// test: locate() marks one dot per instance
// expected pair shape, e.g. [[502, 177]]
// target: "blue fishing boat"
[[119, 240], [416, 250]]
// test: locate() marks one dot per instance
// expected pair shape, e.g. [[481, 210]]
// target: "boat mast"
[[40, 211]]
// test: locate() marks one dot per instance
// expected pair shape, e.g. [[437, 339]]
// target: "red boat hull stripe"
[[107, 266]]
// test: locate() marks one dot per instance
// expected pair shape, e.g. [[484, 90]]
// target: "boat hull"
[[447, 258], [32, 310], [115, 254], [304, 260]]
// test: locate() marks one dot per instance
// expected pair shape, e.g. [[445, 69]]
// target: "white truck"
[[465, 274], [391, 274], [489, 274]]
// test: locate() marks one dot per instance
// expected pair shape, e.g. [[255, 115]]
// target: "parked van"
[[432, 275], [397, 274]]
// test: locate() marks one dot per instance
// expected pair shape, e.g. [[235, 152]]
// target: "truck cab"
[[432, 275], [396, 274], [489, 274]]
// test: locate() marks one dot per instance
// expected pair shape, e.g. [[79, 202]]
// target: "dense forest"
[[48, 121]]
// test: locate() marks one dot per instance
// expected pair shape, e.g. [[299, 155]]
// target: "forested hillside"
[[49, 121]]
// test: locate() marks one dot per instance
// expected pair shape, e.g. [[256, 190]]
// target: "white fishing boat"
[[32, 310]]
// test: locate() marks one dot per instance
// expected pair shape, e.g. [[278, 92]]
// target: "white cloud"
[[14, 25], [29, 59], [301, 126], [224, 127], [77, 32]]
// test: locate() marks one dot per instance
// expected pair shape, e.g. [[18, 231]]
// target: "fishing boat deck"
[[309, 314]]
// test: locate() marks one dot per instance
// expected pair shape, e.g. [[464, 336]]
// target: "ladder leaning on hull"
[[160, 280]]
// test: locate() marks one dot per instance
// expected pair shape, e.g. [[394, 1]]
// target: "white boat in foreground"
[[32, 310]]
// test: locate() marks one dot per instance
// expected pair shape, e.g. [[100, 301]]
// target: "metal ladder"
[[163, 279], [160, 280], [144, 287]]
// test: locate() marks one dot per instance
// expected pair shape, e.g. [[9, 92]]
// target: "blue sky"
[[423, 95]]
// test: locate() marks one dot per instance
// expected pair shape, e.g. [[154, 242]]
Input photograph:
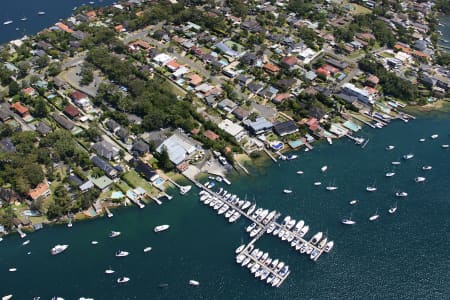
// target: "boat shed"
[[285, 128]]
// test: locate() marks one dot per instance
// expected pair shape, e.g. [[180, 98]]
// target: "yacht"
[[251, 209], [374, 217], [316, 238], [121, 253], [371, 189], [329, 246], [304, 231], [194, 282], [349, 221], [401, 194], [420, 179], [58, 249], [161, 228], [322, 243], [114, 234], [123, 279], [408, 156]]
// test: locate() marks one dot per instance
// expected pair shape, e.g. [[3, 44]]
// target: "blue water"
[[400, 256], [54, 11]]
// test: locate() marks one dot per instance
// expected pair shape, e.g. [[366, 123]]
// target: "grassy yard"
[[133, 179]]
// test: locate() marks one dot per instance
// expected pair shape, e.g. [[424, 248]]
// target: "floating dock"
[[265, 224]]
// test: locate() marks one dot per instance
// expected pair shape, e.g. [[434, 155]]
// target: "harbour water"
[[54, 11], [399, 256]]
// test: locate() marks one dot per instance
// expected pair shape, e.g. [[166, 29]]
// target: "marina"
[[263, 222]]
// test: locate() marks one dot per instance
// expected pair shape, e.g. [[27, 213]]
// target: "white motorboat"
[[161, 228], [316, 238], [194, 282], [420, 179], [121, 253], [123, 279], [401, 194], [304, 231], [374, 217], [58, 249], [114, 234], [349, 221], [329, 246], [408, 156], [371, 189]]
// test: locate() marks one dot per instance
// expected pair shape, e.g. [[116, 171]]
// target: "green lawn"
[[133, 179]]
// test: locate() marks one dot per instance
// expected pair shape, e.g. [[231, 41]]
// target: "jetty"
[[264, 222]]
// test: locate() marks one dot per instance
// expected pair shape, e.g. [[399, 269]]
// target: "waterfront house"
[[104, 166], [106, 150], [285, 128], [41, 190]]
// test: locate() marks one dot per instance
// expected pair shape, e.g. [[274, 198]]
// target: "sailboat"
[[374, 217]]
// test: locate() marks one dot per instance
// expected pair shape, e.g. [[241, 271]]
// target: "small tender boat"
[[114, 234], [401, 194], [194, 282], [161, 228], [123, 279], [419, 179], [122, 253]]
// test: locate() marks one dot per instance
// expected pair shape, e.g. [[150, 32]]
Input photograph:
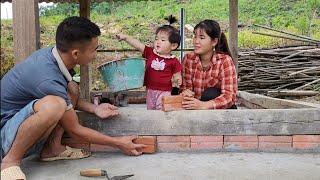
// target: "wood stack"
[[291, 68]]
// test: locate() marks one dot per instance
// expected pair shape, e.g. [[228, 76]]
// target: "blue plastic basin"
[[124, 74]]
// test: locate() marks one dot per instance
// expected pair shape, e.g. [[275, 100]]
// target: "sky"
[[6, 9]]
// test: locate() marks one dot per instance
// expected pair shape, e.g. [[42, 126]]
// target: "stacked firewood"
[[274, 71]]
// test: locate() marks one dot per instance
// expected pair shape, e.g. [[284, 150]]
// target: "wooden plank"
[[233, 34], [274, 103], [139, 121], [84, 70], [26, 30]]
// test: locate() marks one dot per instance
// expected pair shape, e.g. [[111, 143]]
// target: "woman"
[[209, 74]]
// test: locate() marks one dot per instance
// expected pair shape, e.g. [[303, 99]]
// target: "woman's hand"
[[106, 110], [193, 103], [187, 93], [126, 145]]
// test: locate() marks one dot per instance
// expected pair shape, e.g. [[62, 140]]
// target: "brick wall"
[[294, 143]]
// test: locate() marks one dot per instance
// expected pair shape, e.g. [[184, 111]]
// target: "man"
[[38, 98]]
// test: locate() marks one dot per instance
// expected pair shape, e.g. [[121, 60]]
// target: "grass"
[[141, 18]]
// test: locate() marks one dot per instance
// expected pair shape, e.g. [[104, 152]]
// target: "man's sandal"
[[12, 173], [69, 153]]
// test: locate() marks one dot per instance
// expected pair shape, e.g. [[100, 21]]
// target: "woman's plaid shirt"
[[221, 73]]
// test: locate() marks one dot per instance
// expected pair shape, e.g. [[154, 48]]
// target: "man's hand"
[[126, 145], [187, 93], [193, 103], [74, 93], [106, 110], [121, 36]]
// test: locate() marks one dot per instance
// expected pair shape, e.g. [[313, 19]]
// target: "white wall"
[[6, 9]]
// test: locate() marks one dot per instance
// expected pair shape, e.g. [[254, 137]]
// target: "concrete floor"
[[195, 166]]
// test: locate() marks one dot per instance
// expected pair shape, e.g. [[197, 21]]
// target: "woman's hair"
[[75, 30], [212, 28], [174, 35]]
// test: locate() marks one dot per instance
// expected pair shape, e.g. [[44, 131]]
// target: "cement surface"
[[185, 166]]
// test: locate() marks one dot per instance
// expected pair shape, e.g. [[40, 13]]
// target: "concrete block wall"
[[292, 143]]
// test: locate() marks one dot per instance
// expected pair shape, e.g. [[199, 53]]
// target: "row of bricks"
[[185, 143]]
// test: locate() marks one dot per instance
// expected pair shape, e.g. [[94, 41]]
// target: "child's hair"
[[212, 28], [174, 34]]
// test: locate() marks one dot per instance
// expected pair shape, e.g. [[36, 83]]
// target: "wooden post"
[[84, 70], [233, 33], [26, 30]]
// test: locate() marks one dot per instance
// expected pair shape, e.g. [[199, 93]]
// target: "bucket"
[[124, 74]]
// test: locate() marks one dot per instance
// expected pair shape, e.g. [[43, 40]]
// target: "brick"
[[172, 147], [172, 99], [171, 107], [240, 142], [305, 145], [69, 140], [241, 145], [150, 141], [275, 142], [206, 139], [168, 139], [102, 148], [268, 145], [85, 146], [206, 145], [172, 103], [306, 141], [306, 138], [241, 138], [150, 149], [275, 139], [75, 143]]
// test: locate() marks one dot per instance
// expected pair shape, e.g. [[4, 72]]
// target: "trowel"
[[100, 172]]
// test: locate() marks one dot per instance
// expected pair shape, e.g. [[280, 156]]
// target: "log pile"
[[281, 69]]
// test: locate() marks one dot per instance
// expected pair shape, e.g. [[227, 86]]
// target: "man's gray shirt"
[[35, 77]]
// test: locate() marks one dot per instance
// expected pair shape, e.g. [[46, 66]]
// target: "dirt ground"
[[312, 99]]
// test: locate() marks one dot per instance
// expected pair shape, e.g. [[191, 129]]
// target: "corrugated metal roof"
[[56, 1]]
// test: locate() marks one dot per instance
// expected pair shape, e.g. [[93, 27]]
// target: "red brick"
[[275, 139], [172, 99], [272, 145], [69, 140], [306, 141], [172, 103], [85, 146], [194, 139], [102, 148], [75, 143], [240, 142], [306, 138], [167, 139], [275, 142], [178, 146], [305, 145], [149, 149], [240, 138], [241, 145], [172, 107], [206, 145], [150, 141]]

##############################

With the first line of the records as the start and the line holding "e.g. [[278, 92]]" as the end, please copy exactly those lines and no others.

// test: locate() marks one dot per instance
// expected pair shape, e.g. [[502, 177]]
// target: "blue fishing boat"
[[119, 240], [416, 250]]
// test: locate() marks one dot per instance
// expected pair shape, e.g. [[481, 210]]
// target: "boat mast"
[[40, 211]]
// test: locate() marks one dot per instance
// expected pair shape, e.g. [[437, 339]]
// target: "red boat hull stripe"
[[107, 266]]
// test: locate() marks one dot per instance
// expected pair shape, e.g. [[484, 90]]
// target: "boat hull"
[[447, 258], [32, 310], [115, 254], [304, 260]]
// test: locate() marks one dot per instance
// expected pair shape, e.g. [[445, 69]]
// target: "white truck"
[[465, 274], [391, 274], [489, 274]]
// test: locate() marks one dot per instance
// expected pair shape, e.g. [[255, 115]]
// target: "parked van"
[[432, 275], [397, 274]]
// test: locate() marks one dot per instance
// expected pair shape, e.g. [[235, 152]]
// target: "truck cab"
[[432, 275], [396, 274], [489, 274]]
// test: locate() marks one dot per instance
// expected pair shape, e.g. [[79, 202]]
// target: "dense forest"
[[48, 121]]
// test: locate() marks one dot per instance
// expected pair shape, e.g. [[299, 155]]
// target: "forested hillside"
[[49, 121]]
// test: locate() marks one dot per instance
// expected pair shape, e.g. [[256, 190]]
// target: "white fishing boat"
[[32, 310]]
// test: locate() marks one dot per instance
// expected pair shape, e.g. [[278, 92]]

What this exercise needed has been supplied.